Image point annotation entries
* Start *

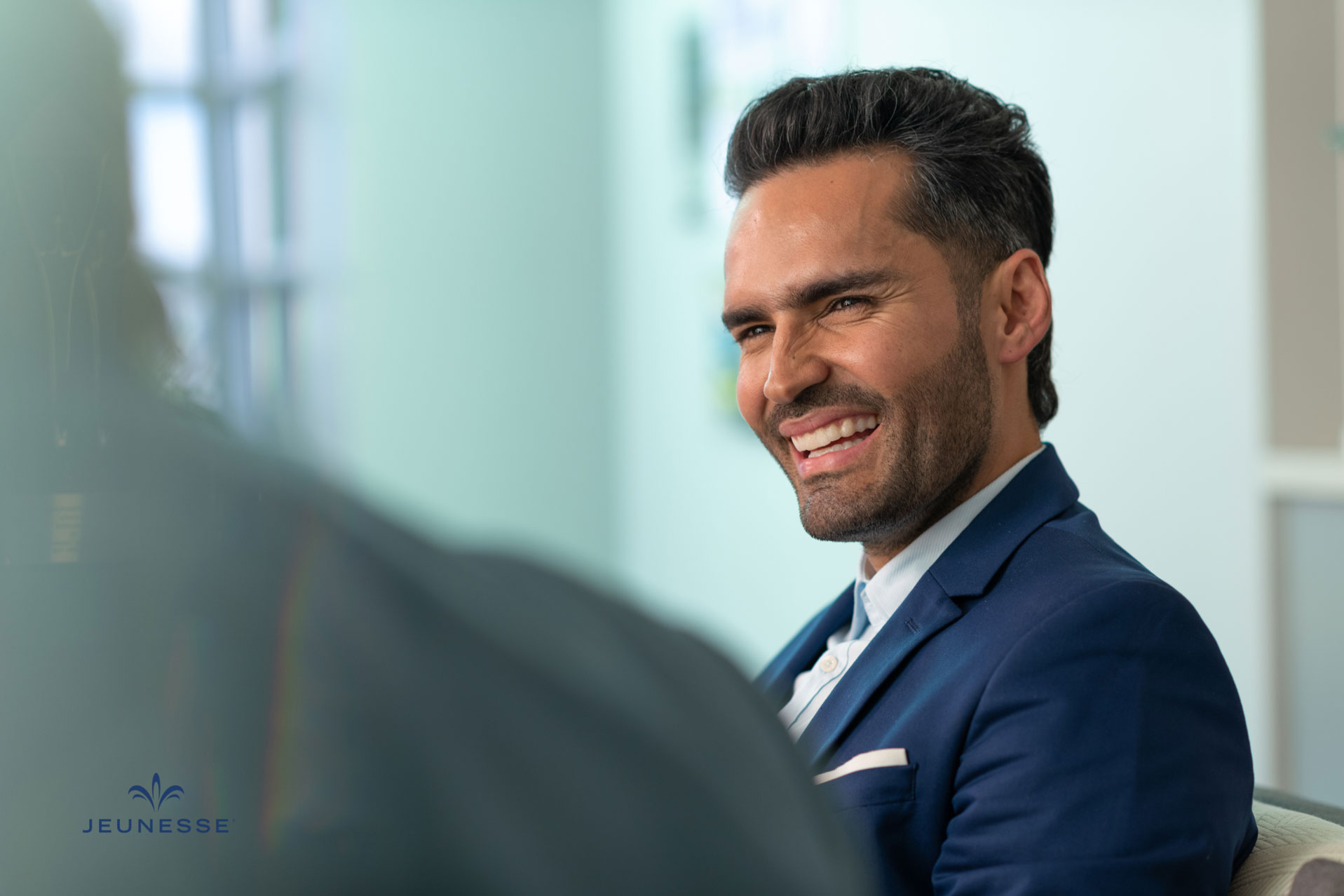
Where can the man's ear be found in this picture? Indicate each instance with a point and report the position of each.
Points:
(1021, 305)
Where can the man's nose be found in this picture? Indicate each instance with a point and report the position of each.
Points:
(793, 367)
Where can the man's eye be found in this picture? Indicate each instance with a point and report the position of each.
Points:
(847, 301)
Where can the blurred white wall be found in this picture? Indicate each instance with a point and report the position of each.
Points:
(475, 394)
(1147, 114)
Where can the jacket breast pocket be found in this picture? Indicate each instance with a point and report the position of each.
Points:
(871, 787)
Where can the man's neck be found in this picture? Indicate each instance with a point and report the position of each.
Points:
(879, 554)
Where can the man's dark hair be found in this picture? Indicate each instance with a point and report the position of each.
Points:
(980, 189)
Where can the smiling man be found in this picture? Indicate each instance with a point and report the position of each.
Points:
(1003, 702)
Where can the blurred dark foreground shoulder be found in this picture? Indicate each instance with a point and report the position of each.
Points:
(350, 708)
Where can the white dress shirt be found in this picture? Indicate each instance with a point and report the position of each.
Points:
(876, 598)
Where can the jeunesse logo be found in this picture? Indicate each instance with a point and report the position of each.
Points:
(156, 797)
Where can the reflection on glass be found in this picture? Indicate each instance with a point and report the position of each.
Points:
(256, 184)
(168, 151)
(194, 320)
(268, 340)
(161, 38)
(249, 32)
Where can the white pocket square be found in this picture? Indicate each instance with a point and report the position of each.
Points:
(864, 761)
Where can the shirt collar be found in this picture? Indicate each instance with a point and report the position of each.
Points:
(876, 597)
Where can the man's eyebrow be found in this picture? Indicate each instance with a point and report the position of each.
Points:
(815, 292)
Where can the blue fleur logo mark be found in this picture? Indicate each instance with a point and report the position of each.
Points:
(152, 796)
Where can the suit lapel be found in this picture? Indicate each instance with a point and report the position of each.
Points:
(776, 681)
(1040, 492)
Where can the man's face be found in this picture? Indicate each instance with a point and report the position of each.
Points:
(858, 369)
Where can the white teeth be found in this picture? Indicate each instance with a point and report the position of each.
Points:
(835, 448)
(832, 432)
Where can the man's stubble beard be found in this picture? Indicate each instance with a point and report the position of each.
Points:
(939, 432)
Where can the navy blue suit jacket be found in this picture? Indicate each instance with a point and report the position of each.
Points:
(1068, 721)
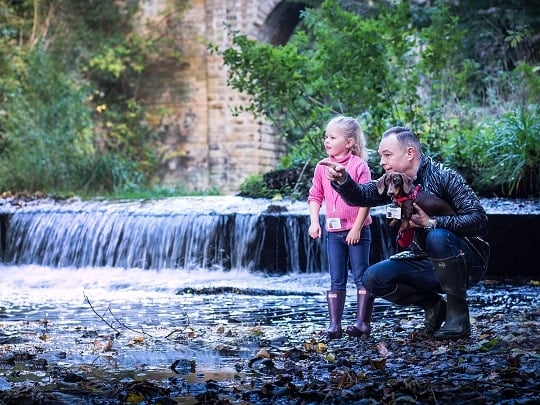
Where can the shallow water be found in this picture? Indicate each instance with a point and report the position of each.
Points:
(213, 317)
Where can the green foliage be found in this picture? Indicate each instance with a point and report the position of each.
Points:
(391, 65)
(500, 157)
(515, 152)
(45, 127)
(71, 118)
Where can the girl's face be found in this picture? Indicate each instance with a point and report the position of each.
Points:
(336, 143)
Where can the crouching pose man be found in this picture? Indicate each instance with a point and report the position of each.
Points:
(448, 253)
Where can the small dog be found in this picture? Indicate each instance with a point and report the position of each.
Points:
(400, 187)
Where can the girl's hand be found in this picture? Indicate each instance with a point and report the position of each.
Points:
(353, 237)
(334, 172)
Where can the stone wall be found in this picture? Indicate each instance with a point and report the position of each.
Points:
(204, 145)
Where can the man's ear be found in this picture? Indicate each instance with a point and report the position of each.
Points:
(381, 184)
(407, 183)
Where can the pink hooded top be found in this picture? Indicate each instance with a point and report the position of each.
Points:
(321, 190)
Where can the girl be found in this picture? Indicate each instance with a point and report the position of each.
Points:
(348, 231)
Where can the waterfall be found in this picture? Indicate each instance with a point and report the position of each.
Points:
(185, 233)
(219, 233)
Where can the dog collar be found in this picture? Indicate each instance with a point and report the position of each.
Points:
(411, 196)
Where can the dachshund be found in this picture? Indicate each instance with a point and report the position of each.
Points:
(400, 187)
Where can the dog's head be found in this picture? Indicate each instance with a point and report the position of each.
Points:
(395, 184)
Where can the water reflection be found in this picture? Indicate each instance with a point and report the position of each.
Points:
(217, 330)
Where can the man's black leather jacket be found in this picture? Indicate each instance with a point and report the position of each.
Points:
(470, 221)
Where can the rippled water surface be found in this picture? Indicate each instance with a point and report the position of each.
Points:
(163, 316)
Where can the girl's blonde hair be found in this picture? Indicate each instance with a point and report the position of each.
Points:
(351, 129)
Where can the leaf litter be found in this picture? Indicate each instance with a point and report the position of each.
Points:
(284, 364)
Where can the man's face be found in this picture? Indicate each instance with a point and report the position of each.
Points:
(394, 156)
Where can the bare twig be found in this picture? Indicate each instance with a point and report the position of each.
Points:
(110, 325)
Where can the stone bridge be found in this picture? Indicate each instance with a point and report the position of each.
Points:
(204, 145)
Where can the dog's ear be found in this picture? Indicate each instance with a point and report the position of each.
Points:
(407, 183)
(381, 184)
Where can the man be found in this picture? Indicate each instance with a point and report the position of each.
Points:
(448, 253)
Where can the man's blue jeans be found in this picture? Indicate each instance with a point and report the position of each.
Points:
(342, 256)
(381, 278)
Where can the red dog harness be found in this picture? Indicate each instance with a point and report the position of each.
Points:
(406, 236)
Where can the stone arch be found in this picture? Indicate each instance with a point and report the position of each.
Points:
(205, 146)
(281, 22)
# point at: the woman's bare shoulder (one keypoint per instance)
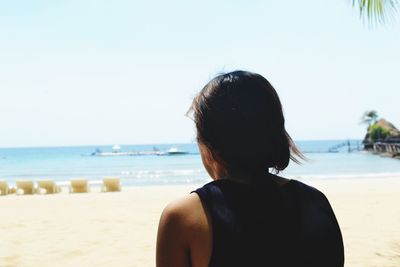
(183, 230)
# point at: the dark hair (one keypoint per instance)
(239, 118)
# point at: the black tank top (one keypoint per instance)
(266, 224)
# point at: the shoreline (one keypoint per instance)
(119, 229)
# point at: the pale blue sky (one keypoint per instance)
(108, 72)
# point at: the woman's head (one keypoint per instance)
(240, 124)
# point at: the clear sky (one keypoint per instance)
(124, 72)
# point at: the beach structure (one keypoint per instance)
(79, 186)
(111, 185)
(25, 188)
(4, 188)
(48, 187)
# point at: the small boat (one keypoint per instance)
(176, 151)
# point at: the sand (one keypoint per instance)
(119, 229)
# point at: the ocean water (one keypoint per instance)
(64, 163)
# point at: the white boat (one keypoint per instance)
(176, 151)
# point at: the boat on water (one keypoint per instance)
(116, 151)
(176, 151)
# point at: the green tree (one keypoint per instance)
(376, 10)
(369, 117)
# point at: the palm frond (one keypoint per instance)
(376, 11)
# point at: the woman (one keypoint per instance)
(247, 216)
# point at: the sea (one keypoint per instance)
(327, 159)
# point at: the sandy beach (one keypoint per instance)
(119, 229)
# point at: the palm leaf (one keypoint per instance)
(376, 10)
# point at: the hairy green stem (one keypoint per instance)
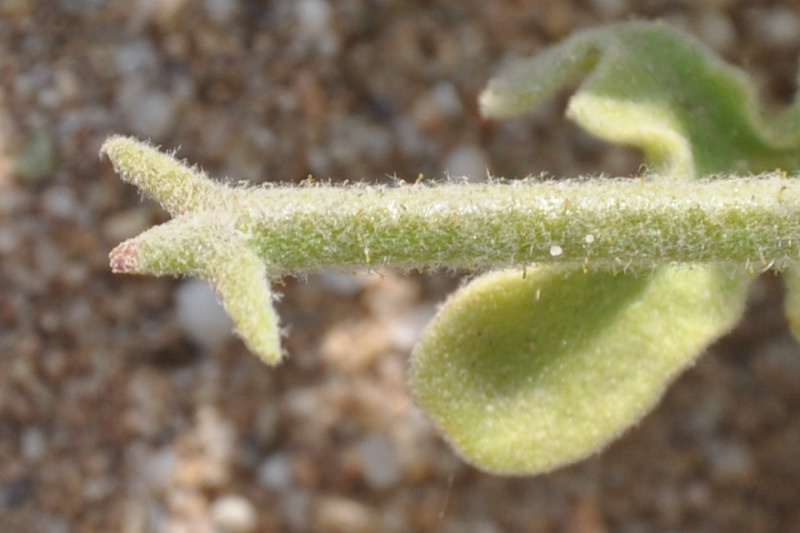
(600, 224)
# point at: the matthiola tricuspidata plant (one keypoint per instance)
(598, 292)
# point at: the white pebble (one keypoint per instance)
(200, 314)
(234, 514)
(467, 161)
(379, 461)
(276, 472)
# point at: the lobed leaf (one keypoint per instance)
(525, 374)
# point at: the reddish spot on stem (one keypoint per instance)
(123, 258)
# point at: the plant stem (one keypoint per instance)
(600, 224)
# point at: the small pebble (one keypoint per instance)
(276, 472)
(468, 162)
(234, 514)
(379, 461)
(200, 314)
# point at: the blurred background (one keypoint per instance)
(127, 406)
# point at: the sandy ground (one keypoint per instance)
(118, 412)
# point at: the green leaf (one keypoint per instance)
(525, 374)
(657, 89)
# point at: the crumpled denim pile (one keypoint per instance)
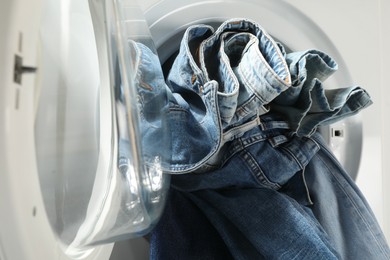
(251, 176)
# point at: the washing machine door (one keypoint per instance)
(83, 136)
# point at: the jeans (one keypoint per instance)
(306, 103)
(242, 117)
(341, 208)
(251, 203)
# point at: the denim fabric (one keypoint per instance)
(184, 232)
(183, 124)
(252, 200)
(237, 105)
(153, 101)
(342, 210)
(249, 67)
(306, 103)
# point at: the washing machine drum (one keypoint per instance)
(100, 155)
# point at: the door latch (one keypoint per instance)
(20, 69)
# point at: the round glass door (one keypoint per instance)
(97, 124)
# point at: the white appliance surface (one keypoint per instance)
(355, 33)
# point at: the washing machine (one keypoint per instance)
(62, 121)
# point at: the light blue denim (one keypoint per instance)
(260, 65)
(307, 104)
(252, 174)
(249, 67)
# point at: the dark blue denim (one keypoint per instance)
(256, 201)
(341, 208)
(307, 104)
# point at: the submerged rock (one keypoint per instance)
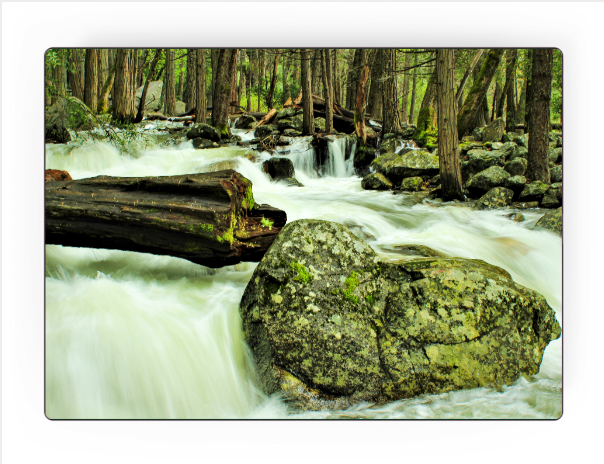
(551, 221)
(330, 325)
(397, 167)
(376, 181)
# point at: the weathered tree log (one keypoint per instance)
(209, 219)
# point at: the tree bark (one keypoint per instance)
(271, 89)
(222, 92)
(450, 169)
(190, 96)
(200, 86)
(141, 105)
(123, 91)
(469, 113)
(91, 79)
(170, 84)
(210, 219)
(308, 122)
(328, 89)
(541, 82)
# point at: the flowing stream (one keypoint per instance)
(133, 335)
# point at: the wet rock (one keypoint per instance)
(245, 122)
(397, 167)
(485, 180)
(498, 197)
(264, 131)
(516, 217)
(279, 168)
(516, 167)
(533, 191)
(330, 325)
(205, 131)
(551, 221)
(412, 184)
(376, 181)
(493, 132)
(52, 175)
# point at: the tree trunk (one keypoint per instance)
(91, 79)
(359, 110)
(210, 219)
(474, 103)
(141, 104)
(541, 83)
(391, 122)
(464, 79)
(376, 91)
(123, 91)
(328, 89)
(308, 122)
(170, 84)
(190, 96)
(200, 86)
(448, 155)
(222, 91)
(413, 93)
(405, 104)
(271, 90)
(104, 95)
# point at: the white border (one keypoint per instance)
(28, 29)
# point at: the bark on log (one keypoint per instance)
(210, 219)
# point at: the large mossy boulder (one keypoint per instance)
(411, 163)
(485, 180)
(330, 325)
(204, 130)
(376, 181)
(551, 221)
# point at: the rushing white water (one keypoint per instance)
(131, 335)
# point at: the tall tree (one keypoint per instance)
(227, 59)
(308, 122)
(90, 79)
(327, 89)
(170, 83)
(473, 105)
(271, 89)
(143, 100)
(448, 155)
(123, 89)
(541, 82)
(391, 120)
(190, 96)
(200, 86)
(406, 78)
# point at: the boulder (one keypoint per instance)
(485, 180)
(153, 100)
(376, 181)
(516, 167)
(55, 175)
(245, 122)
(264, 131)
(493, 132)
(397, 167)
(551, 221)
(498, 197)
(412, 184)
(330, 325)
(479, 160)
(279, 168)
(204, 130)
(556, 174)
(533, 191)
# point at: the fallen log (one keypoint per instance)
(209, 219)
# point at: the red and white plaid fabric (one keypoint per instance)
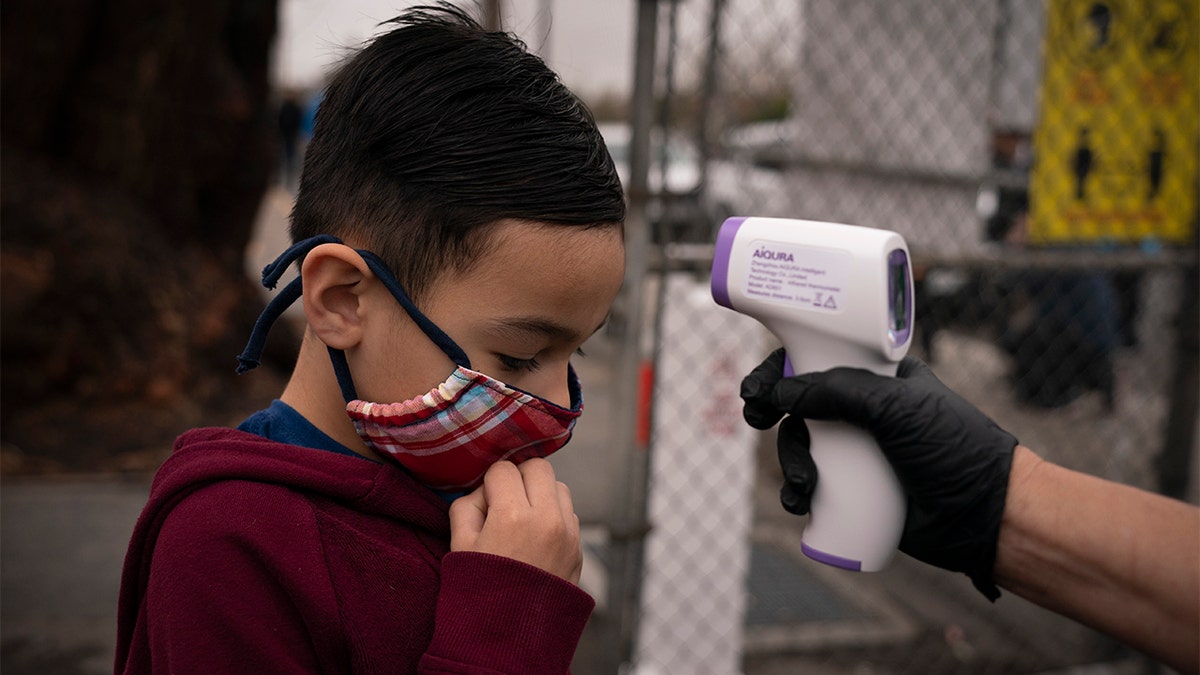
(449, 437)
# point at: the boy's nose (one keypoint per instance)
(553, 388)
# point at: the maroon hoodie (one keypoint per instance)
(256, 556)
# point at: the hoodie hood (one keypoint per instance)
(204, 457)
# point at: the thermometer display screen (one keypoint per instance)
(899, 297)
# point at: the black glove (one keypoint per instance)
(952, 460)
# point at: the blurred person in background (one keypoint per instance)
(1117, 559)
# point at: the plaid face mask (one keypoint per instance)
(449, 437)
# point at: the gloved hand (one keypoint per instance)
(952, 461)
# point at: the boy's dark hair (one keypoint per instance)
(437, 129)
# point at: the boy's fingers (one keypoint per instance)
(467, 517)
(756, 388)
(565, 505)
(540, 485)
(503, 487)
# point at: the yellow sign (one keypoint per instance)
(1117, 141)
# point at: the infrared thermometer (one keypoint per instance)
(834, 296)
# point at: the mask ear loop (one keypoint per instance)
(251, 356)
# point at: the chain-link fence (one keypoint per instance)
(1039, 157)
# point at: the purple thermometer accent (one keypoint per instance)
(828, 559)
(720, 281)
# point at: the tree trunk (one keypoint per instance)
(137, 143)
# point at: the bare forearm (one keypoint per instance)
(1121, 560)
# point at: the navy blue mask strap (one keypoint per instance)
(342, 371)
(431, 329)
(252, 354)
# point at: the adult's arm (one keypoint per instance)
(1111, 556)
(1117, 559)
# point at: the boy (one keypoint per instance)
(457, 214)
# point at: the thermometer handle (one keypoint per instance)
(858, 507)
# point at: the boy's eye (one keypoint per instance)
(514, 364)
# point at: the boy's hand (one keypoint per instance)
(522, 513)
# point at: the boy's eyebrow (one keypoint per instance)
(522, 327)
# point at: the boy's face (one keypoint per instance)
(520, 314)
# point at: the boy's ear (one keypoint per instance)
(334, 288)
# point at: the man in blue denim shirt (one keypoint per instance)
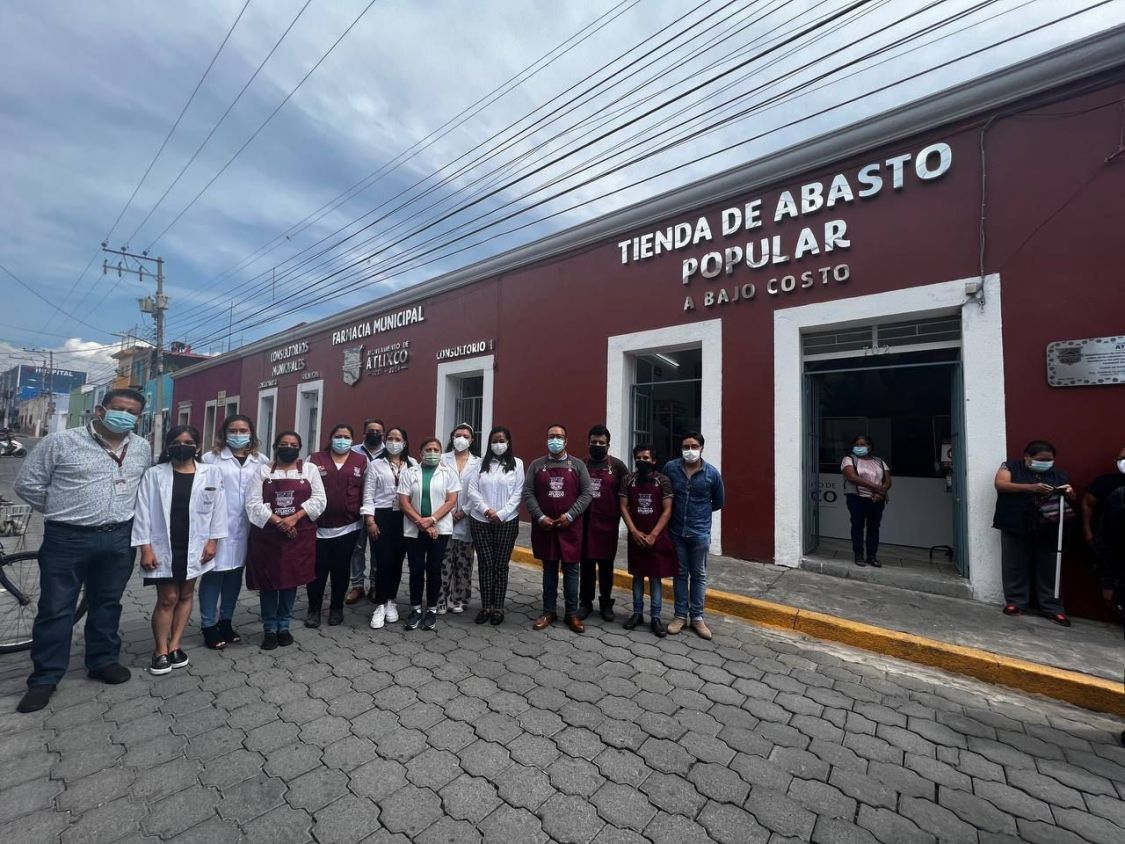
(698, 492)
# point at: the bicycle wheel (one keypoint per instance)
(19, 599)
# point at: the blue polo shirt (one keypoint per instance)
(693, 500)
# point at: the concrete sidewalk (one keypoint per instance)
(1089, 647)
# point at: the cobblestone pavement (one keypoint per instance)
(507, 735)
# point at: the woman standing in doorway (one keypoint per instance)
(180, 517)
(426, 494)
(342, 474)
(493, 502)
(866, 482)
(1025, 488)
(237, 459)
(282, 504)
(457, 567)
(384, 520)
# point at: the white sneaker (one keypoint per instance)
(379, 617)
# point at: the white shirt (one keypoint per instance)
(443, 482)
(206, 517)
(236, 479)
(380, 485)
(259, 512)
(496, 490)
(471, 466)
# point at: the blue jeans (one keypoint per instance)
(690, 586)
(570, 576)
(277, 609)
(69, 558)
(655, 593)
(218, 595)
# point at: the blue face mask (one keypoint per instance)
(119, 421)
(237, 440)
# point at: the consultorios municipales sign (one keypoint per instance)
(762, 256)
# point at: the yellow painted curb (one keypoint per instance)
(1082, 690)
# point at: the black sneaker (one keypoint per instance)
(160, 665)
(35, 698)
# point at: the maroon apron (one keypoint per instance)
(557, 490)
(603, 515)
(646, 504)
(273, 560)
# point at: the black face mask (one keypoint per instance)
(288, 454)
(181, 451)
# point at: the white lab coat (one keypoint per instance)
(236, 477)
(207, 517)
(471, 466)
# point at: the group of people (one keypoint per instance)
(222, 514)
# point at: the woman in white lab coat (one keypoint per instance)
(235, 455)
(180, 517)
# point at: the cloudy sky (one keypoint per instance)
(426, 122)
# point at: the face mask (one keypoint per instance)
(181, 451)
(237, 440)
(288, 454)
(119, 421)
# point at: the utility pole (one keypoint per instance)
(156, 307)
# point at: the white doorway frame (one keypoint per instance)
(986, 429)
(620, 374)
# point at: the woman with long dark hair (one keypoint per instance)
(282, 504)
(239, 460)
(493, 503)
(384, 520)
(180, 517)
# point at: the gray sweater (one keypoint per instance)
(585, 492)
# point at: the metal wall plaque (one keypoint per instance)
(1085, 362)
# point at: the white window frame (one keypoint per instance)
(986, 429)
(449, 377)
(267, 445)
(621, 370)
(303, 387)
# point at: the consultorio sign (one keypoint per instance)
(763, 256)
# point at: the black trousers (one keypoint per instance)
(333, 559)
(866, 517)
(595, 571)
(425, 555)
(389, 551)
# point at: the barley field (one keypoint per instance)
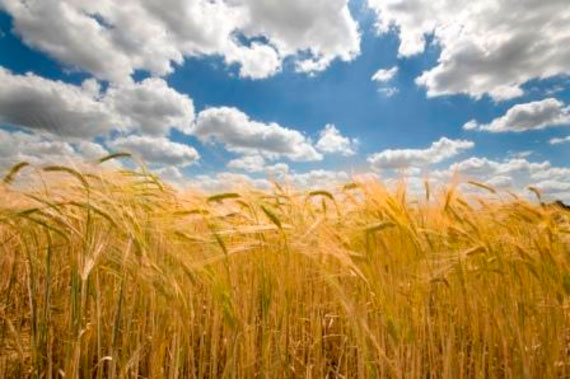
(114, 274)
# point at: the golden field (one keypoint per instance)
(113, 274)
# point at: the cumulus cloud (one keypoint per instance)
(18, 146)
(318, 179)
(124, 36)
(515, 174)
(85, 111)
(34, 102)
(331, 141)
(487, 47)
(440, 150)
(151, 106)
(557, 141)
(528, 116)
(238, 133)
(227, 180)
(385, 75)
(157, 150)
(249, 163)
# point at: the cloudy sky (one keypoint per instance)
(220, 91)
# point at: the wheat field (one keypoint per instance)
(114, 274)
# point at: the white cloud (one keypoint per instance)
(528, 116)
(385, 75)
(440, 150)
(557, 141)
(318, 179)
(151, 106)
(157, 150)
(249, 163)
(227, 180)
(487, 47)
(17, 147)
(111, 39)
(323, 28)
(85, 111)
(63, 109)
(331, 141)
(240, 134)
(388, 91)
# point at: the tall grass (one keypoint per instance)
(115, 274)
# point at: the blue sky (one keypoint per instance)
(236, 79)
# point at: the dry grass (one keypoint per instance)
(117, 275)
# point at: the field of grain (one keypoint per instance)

* End *

Required work
Please retype, exactly as written, every line from the line containing "# point at: the golden" through the last line of the records above, including both of those lines, and nothing else.

Completed exercise
# point at: the golden field (one keypoint per instance)
(113, 274)
# point at: the cumulus cloud (one keypoint per instance)
(18, 146)
(318, 179)
(124, 36)
(515, 174)
(85, 111)
(34, 102)
(331, 141)
(487, 47)
(440, 150)
(151, 106)
(557, 141)
(528, 116)
(238, 133)
(227, 180)
(385, 75)
(157, 150)
(249, 163)
# point at: the cloudy sky (one keypoint per instance)
(220, 91)
# point at: the wheat field (one keypoint per instance)
(114, 274)
# point at: the white cloud (one keypoint per instance)
(528, 116)
(385, 75)
(440, 150)
(557, 141)
(318, 179)
(151, 106)
(157, 150)
(249, 163)
(227, 180)
(487, 47)
(17, 147)
(111, 39)
(323, 28)
(85, 111)
(63, 109)
(331, 141)
(240, 134)
(388, 91)
# point at: the tall grass (one keypoint per instance)
(115, 274)
# point at: the blue sky (one keypoint per instance)
(236, 79)
# point at: the dry grass (one keypoint per instance)
(117, 275)
# point at: the field of grain (one keypoint per instance)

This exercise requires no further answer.